* [Instructions for the task] Reproduce word for word every line from the start of the entries through the line containing "box: [29, 42, 60, 69]", including that line.

Start of Block

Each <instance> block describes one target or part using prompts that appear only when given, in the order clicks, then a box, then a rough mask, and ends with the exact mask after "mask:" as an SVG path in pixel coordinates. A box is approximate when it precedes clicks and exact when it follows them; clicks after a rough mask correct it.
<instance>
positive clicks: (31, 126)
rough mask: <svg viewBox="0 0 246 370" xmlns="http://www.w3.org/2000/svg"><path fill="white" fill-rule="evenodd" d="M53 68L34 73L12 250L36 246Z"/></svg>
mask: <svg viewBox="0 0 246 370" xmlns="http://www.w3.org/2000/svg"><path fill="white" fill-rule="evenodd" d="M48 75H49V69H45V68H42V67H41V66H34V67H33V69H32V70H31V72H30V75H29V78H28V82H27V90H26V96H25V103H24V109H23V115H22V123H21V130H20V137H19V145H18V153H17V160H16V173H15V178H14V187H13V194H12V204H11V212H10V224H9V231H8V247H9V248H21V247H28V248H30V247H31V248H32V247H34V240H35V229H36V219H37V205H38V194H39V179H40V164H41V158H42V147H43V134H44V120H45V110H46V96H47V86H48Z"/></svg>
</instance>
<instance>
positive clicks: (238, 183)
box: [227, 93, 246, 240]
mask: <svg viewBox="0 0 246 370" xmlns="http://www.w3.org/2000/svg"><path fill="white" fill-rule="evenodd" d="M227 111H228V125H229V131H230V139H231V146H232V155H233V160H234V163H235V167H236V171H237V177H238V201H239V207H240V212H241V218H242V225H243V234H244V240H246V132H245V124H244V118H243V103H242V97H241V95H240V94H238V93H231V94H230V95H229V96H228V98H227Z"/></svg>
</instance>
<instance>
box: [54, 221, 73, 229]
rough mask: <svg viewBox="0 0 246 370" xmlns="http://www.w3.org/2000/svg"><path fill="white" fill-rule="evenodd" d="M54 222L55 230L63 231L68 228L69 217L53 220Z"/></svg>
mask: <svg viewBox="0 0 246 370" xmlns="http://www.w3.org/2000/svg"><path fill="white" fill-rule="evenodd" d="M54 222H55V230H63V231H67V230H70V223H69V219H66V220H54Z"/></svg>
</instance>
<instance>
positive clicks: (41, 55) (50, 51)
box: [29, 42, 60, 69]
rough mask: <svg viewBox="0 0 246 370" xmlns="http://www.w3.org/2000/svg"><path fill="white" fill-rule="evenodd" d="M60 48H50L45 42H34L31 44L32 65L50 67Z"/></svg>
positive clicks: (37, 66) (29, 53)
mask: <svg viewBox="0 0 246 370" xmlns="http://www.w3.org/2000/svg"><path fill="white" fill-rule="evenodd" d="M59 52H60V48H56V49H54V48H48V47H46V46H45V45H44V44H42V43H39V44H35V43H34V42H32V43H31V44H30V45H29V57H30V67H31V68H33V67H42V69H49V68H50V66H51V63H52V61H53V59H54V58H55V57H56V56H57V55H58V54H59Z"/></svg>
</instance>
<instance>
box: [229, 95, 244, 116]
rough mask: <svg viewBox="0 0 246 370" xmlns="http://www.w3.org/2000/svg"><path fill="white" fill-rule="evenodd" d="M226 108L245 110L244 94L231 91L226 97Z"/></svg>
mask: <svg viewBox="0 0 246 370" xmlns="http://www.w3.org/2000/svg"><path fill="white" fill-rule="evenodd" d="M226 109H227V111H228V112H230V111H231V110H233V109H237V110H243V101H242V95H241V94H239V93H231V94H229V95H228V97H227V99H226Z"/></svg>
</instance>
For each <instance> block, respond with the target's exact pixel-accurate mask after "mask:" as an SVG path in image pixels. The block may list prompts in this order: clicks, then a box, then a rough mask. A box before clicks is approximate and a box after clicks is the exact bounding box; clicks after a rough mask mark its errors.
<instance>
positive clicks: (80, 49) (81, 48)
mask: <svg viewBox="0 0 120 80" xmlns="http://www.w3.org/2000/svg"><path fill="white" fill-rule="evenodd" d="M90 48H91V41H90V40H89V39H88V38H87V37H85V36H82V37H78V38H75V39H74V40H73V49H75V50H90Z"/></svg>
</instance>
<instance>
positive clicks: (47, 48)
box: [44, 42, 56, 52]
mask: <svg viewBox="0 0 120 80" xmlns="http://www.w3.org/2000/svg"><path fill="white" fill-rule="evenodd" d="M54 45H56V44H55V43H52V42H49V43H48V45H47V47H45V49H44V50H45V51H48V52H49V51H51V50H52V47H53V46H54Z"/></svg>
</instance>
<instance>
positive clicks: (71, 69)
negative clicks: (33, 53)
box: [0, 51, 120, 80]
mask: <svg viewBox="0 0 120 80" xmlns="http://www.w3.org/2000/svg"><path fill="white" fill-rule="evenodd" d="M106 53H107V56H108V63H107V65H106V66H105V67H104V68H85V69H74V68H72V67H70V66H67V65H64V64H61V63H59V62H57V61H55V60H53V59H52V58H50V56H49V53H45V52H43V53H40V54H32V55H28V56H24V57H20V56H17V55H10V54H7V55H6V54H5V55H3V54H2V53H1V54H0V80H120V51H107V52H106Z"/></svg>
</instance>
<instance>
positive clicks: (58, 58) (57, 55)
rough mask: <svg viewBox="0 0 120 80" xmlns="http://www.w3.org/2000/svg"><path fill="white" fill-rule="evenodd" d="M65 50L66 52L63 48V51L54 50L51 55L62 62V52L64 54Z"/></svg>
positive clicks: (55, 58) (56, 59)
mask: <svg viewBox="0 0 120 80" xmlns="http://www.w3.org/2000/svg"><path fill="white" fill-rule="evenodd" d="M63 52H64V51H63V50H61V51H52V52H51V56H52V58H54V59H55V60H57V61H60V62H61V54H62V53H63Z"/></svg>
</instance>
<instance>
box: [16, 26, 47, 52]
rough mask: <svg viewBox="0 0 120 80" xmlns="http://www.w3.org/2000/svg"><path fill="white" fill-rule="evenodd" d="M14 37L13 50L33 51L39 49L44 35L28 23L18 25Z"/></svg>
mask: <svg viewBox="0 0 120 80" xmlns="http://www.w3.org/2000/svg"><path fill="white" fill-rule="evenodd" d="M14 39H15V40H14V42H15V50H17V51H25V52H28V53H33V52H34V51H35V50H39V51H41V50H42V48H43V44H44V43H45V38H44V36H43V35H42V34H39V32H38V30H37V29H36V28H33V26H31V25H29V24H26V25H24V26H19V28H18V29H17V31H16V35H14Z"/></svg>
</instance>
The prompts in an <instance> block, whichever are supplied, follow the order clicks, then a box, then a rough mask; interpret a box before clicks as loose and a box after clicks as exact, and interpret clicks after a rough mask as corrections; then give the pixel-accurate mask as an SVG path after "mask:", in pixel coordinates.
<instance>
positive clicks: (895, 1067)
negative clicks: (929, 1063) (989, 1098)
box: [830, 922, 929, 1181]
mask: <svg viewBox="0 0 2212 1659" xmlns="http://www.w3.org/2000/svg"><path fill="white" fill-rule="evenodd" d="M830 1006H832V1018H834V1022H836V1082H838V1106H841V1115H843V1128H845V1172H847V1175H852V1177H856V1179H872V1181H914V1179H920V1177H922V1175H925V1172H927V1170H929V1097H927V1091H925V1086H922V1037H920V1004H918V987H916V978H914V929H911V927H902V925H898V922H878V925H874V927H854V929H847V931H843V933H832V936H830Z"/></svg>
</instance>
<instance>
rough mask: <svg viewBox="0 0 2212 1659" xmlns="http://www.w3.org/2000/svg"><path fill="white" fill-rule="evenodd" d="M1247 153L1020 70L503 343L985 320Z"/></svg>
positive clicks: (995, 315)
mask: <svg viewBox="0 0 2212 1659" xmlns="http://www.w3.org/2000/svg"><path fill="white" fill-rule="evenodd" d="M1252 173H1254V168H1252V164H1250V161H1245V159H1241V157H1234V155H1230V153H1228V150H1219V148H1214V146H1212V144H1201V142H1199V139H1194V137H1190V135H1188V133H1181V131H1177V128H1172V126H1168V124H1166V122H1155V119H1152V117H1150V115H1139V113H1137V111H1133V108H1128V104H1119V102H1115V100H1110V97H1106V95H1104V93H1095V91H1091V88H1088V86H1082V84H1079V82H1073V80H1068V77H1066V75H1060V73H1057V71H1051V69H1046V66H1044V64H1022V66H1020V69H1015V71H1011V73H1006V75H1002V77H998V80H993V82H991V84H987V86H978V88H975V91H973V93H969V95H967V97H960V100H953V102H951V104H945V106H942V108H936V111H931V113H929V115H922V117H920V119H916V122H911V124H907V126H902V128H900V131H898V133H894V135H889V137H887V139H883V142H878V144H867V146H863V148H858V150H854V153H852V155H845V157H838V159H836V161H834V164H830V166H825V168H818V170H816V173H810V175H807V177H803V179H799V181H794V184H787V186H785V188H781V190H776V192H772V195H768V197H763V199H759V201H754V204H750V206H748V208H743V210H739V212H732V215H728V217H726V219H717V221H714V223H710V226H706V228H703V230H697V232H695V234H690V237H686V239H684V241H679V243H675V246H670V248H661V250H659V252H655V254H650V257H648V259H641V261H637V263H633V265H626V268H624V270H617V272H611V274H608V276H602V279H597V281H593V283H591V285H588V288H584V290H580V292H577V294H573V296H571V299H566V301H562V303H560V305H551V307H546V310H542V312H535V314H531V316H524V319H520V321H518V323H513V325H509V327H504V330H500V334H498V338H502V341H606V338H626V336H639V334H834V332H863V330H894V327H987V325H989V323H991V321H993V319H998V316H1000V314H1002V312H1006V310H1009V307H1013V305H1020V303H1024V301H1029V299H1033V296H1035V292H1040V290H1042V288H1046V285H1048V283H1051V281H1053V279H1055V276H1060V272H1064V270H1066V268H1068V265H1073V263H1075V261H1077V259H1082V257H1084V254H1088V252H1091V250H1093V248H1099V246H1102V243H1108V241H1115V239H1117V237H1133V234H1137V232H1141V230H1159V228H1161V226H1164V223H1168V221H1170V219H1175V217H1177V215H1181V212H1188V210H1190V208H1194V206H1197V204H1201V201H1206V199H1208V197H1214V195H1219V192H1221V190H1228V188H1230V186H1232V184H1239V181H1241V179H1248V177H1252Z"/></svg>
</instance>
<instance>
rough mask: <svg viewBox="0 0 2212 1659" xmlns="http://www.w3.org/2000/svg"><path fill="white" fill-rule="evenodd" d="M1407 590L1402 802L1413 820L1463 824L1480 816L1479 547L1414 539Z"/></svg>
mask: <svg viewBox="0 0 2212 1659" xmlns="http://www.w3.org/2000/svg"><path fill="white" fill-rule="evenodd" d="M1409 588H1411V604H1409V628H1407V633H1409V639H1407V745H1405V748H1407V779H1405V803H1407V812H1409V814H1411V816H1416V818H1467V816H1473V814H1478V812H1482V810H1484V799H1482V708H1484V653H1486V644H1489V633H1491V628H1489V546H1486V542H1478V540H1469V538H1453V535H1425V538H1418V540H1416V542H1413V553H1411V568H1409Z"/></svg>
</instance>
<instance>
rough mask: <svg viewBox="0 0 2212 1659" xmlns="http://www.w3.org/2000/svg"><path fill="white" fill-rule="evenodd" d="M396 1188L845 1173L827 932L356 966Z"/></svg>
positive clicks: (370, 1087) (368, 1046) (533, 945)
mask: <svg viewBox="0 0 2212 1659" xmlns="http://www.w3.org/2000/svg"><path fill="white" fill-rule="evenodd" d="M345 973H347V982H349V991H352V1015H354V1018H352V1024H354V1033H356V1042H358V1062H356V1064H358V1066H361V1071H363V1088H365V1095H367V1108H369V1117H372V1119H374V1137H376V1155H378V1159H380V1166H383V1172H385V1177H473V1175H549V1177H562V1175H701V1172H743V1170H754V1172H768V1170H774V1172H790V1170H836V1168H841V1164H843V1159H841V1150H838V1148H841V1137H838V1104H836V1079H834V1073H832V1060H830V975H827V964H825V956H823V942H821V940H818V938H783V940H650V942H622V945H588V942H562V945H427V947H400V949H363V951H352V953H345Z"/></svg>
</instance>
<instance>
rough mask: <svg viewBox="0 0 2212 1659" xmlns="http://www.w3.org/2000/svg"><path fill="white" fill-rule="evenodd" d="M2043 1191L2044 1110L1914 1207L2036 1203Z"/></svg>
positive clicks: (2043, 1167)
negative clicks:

End of Block

* [Exercise result]
Each <instance> block describes one target or part using prompts that appear only when given, in the order clicks, then a box, then a rough mask, and ends with the exact mask after "mask:" as an SVG path in pixel coordinates. A box is approximate when it precedes clicks and exact when it follows them; clicks after a rough mask correct it.
<instance>
positive clicks: (31, 126)
rough mask: <svg viewBox="0 0 246 370" xmlns="http://www.w3.org/2000/svg"><path fill="white" fill-rule="evenodd" d="M53 68L34 73L12 250L36 246Z"/></svg>
mask: <svg viewBox="0 0 246 370" xmlns="http://www.w3.org/2000/svg"><path fill="white" fill-rule="evenodd" d="M48 75H49V69H45V68H42V67H41V66H34V67H33V69H32V70H31V72H30V75H29V78H28V82H27V90H26V96H25V103H24V109H23V115H22V123H21V130H20V137H19V145H18V153H17V160H16V173H15V178H14V187H13V194H12V204H11V212H10V224H9V231H8V247H9V248H21V247H28V248H30V247H31V248H32V247H34V240H35V229H36V219H37V205H38V194H39V179H40V164H41V158H42V147H43V134H44V120H45V110H46V96H47V86H48Z"/></svg>
</instance>
<instance>
positive clicks: (238, 183)
box: [227, 93, 246, 240]
mask: <svg viewBox="0 0 246 370" xmlns="http://www.w3.org/2000/svg"><path fill="white" fill-rule="evenodd" d="M227 111H228V125H229V131H230V139H231V146H232V155H233V160H234V163H235V167H236V171H237V177H238V201H239V207H240V212H241V218H242V225H243V234H244V240H246V132H245V124H244V118H243V103H242V97H241V95H240V94H238V93H231V94H230V95H229V96H228V98H227Z"/></svg>
</instance>
<instance>
box: [54, 221, 73, 229]
rough mask: <svg viewBox="0 0 246 370" xmlns="http://www.w3.org/2000/svg"><path fill="white" fill-rule="evenodd" d="M54 222L55 230L63 231L68 228L69 217L53 220Z"/></svg>
mask: <svg viewBox="0 0 246 370" xmlns="http://www.w3.org/2000/svg"><path fill="white" fill-rule="evenodd" d="M54 222H55V230H63V231H67V230H70V223H69V219H66V220H54Z"/></svg>
</instance>
<instance>
positive clicks: (41, 55) (50, 51)
box: [29, 42, 60, 69]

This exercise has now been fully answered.